──────── Dataset records ────────
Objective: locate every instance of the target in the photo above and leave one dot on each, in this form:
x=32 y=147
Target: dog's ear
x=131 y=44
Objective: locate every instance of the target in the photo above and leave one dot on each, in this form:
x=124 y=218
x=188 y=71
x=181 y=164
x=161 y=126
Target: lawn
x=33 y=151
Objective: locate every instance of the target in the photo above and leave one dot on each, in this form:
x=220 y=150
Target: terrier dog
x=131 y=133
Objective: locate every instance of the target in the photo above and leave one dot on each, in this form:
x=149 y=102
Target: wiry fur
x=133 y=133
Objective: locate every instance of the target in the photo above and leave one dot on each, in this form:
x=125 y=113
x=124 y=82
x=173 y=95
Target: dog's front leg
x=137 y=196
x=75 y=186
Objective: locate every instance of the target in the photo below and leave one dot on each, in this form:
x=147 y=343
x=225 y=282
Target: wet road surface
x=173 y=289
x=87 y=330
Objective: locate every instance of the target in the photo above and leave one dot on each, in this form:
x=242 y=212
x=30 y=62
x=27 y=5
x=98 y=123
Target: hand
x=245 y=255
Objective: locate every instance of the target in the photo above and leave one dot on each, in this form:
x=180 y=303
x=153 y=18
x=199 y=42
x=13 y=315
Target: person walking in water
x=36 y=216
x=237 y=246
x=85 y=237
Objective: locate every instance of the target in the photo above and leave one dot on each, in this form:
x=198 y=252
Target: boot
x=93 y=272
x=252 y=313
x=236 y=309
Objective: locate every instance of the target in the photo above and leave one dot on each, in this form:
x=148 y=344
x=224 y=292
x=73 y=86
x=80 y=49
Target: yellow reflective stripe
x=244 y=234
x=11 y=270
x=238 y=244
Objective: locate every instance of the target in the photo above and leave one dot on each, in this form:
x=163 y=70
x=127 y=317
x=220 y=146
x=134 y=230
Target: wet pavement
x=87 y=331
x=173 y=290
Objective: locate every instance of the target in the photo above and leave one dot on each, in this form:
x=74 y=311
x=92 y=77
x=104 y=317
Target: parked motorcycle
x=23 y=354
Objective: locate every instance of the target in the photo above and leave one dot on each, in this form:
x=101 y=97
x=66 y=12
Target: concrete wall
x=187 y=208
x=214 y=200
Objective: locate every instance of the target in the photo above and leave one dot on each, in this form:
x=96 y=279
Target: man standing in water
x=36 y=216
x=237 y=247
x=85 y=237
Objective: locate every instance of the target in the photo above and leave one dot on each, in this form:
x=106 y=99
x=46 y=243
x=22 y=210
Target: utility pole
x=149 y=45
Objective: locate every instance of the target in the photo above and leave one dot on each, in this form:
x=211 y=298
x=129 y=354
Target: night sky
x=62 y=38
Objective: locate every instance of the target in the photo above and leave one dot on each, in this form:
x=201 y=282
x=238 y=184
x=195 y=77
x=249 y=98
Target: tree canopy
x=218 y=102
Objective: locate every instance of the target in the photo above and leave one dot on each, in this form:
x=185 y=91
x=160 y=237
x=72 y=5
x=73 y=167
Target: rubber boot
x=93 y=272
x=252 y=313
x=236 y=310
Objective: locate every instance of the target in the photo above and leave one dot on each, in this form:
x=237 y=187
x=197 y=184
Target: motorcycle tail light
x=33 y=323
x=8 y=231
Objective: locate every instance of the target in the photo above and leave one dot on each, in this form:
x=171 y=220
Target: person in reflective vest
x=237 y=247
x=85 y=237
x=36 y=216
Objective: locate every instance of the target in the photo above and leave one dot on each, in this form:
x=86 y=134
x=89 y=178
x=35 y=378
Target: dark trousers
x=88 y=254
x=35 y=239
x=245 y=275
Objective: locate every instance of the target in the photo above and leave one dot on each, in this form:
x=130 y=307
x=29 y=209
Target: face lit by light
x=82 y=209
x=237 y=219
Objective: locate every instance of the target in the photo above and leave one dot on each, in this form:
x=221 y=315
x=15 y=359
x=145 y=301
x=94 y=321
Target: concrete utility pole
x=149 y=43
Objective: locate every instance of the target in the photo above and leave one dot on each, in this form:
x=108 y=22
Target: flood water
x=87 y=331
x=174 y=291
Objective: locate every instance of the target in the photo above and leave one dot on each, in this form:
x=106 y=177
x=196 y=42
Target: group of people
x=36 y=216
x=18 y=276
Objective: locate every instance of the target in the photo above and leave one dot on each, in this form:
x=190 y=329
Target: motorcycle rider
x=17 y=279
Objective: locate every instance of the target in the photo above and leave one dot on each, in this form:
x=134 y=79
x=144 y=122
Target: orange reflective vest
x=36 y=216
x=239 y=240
────────
- _Goal of the exercise_
Put every line of the data above into a numbered list, omitting any blank lines.

- _Correct answer_
1. Objective: locate every instance of the target in the photo above and leave one dot on each, in this form:
2. x=32 y=147
3. Target: dog's ear
4. x=131 y=44
5. Objective: locate every instance of the target in the photo above and leave one dot on each, in this form:
6. x=124 y=218
7. x=188 y=71
8. x=181 y=164
9. x=161 y=126
10. Target: lawn
11. x=33 y=151
12. Objective: locate every instance of the target in the photo above and leave one dot on each, in this form:
13. x=220 y=150
14. Target: terrier dog
15. x=131 y=133
16. Objective: locate every instance of the target in the photo above and leave one dot on each, in this form:
17. x=149 y=102
18. Target: wiry fur
19. x=133 y=133
20. Objective: locate every instance of the target in the photo above and leave one dot on each, in this form:
21. x=125 y=113
22. x=124 y=82
23. x=173 y=95
24. Target: dog's front leg
25. x=137 y=196
26. x=75 y=186
27. Objective: locate every instance of the target in the photo below and leave one dot on each, in this form:
28. x=147 y=343
29. x=225 y=282
30. Target: wet road surface
31. x=173 y=289
32. x=87 y=330
33. Objective: locate every instance of the target in the photo above and leave one dot on each, in this form:
34. x=242 y=212
35. x=30 y=62
36. x=27 y=5
37. x=98 y=123
38. Target: hand
39. x=245 y=255
40. Objective: locate every instance of the target in the photo above and leave one dot on each, in this form:
41. x=180 y=303
42. x=153 y=18
43. x=199 y=42
44. x=13 y=315
45. Target: person walking in water
46. x=36 y=216
47. x=237 y=246
48. x=85 y=237
49. Objective: locate every instance of the target in the photo above and leave one dot on each, in this form:
50. x=198 y=252
51. Target: boot
52. x=93 y=272
53. x=252 y=313
54. x=236 y=309
55. Objective: locate every instance of the target in the photo above and leave one dot on each, in this form:
56. x=148 y=344
57. x=224 y=292
58. x=73 y=86
59. x=80 y=49
60. Target: yellow reflective stripe
61. x=244 y=234
62. x=11 y=270
63. x=238 y=244
64. Objective: locate every instance of the target in the photo above and leave one dot on each, in this form:
65. x=163 y=70
66. x=127 y=317
67. x=220 y=146
68. x=134 y=230
69. Target: wet pavement
70. x=87 y=331
71. x=173 y=290
72. Objective: locate every instance of the target in the photo above and leave one dot on each, in this form:
73. x=74 y=311
74. x=92 y=77
75. x=104 y=317
76. Target: parked motorcycle
77. x=23 y=354
78. Objective: locate every instance of the target in the photo above and leave one dot on each, in this form:
79. x=101 y=97
80. x=66 y=12
81. Target: concrete wall
82. x=187 y=208
83. x=214 y=200
84. Objective: locate every instance of the target in the photo above and leave one dot on each, in this form:
85. x=96 y=279
86. Target: man standing in water
87. x=36 y=216
88. x=237 y=247
89. x=85 y=237
90. Objective: locate every instance of the target in the photo above and leave one dot on each, in this form:
91. x=106 y=99
92. x=46 y=243
93. x=22 y=210
94. Target: utility pole
95. x=149 y=45
96. Objective: locate every instance of the target in the photo above and leave one dot on each, in this form:
97. x=211 y=298
98. x=129 y=354
99. Target: night sky
100. x=62 y=38
101. Objective: locate every instance of the target in the photo above and leave one dot on each, in this form:
102. x=201 y=282
103. x=238 y=184
104. x=195 y=77
105. x=249 y=98
106. Target: tree canopy
107. x=218 y=102
108. Objective: locate every instance of the target in the photo above and leave one dot on each, in this form:
109. x=185 y=91
110. x=160 y=237
111. x=72 y=5
112. x=73 y=167
113. Target: rubber boot
114. x=93 y=272
115. x=252 y=313
116. x=236 y=310
117. Objective: locate every instance of the target in the photo above and leave one dot on each, in this form:
118. x=237 y=187
119. x=197 y=184
120. Target: motorcycle tail light
121. x=33 y=323
122. x=8 y=231
123. Objective: locate every instance of the target in the photo above and leave one dot on each, in this form:
124. x=171 y=220
125. Target: person in reflective vest
126. x=237 y=247
127. x=85 y=237
128. x=36 y=216
129. Objective: locate every instance of the target in the photo above and leave one dot on each, in this form:
130. x=86 y=134
131. x=89 y=178
132. x=35 y=378
133. Target: dark trousers
134. x=88 y=254
135. x=35 y=239
136. x=245 y=275
137. Objective: locate every instance of the target in the photo above and leave one dot on each, in this form:
138. x=130 y=307
139. x=29 y=209
140. Target: face lit by light
141. x=82 y=209
142. x=237 y=219
143. Objective: locate every instance of the target in the photo above and leave one dot on each, in this form:
144. x=221 y=315
145. x=15 y=359
146. x=145 y=301
147. x=94 y=321
148. Target: concrete utility pole
149. x=149 y=43
150. Objective: locate every instance of the target in the photo above and leave one dot on each, in this form:
151. x=108 y=22
152. Target: flood water
153. x=87 y=331
154. x=174 y=291
155. Objective: locate every instance of the target in the photo above and leave one dot on each, in this form:
156. x=106 y=177
157. x=196 y=42
158. Target: group of people
159. x=36 y=216
160. x=18 y=276
161. Objective: locate every instance of the target in the photo above and leave one dot on each, in this form:
162. x=190 y=329
163. Target: motorcycle rider
164. x=17 y=279
165. Objective: locate every instance of the target in the photo above and leave one dot on each, in this form:
166. x=134 y=79
167. x=144 y=122
168. Target: orange reflective vest
169. x=36 y=216
170. x=239 y=240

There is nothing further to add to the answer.